# PROBLEM REQUIREMENTS
Which of the lines below contain the word "water"? Show every one of them in full, and treat uppercase and lowercase as different.

# DATASET
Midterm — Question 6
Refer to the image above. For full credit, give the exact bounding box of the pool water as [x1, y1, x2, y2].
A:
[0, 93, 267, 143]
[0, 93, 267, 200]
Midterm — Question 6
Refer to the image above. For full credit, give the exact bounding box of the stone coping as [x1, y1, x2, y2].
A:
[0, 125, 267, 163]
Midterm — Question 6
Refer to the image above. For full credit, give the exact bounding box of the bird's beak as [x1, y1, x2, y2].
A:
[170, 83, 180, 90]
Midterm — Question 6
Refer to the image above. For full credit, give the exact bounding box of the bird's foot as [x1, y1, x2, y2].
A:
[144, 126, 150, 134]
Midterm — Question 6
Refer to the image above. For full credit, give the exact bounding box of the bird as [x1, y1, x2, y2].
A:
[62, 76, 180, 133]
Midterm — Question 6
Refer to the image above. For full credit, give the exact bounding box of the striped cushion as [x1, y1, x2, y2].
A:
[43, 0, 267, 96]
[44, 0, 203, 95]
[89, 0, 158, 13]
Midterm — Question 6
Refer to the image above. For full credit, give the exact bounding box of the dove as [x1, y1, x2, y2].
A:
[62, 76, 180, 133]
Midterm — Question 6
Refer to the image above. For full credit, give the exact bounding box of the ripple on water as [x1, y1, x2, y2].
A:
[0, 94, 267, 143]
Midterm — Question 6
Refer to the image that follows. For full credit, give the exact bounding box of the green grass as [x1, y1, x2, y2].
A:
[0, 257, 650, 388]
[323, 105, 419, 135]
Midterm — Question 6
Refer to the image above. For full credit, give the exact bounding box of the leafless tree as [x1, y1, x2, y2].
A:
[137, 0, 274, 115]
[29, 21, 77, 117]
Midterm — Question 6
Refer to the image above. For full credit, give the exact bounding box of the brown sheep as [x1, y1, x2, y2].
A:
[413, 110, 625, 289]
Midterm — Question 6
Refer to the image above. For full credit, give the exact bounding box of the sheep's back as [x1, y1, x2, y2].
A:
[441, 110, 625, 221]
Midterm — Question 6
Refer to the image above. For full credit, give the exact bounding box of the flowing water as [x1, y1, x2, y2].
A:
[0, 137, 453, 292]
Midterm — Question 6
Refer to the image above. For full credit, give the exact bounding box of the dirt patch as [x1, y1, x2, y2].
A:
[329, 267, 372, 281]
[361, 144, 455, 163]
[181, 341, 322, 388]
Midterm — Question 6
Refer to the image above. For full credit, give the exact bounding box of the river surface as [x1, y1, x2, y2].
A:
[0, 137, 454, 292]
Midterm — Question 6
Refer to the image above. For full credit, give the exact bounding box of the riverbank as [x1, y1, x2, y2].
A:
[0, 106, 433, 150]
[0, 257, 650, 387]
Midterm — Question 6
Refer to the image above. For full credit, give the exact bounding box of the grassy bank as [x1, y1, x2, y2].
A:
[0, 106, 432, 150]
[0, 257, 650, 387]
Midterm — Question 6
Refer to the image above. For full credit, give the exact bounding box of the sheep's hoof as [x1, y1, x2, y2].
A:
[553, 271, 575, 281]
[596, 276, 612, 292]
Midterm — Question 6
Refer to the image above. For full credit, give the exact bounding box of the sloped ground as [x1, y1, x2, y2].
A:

# OUTPUT
Refer to the image above. For full credit, give the exact bounding box of the pool water as [x1, y1, x2, y2].
Refer to the image above. For full credit, give the exact bounding box of the ripple on water as [x1, y1, x2, y2].
Refer to the image above. For full credit, give the exact bounding box of the flowing water as [x1, y1, x2, y2].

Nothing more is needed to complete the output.